The problem
Reproduce verbatim the lines of the records below, starting at the line that contains "Run detection for car radiator" and ending at the last line of the records, both included.

Supplied material
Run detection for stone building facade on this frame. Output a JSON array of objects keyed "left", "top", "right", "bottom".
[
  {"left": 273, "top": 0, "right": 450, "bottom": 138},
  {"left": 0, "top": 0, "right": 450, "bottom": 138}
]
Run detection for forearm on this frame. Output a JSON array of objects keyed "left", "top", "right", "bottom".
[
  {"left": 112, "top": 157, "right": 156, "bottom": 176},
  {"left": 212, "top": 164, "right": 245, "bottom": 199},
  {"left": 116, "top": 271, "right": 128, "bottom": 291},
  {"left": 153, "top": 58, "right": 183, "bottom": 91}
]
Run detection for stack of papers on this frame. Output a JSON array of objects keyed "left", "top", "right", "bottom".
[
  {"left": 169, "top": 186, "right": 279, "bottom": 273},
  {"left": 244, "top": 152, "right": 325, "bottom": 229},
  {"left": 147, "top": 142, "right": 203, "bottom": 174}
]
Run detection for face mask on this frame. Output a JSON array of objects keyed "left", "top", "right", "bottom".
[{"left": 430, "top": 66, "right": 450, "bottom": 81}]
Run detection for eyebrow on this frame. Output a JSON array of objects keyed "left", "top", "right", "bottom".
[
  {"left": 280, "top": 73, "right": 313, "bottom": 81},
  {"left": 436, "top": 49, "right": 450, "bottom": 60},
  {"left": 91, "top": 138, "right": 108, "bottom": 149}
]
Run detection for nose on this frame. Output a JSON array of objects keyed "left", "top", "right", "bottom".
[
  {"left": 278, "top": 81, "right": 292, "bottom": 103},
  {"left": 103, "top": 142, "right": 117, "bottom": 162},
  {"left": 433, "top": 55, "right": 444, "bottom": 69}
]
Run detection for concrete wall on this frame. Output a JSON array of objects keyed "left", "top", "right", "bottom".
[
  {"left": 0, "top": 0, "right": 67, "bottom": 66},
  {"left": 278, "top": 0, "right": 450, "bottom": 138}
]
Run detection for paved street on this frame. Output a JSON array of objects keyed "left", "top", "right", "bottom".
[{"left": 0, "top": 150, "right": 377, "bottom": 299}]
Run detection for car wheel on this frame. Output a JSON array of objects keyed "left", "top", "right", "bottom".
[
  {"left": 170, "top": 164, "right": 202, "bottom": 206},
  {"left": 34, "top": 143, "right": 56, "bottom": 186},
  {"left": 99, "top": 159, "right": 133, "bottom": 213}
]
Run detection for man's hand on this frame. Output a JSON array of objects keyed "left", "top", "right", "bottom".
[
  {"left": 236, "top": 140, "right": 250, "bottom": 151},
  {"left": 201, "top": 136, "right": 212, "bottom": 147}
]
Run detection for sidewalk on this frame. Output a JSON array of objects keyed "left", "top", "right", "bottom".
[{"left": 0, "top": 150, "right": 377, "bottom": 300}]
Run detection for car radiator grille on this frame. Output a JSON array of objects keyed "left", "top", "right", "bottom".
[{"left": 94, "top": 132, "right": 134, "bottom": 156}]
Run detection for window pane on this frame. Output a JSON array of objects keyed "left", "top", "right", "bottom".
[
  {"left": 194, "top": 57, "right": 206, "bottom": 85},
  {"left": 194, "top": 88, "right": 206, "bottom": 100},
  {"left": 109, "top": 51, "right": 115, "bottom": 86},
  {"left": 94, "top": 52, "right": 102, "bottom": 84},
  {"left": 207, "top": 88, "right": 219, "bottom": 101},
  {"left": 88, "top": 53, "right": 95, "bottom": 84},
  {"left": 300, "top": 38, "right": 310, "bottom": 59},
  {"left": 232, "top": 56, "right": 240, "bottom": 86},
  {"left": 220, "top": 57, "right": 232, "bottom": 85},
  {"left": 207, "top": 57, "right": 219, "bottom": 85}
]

Answer
Run detection for car radiator grille on this frame. Output a JSON array of objects keyed "left", "top", "right", "bottom".
[{"left": 94, "top": 132, "right": 134, "bottom": 156}]
Run detection for window pane on this frame. Output a JSON array of objects keyed "left", "top", "right", "bottom".
[
  {"left": 194, "top": 57, "right": 206, "bottom": 85},
  {"left": 194, "top": 88, "right": 206, "bottom": 100},
  {"left": 109, "top": 51, "right": 115, "bottom": 86},
  {"left": 94, "top": 52, "right": 102, "bottom": 84},
  {"left": 207, "top": 88, "right": 219, "bottom": 101},
  {"left": 88, "top": 53, "right": 95, "bottom": 84},
  {"left": 300, "top": 38, "right": 310, "bottom": 59},
  {"left": 232, "top": 56, "right": 240, "bottom": 86},
  {"left": 220, "top": 57, "right": 232, "bottom": 85},
  {"left": 207, "top": 57, "right": 219, "bottom": 85}
]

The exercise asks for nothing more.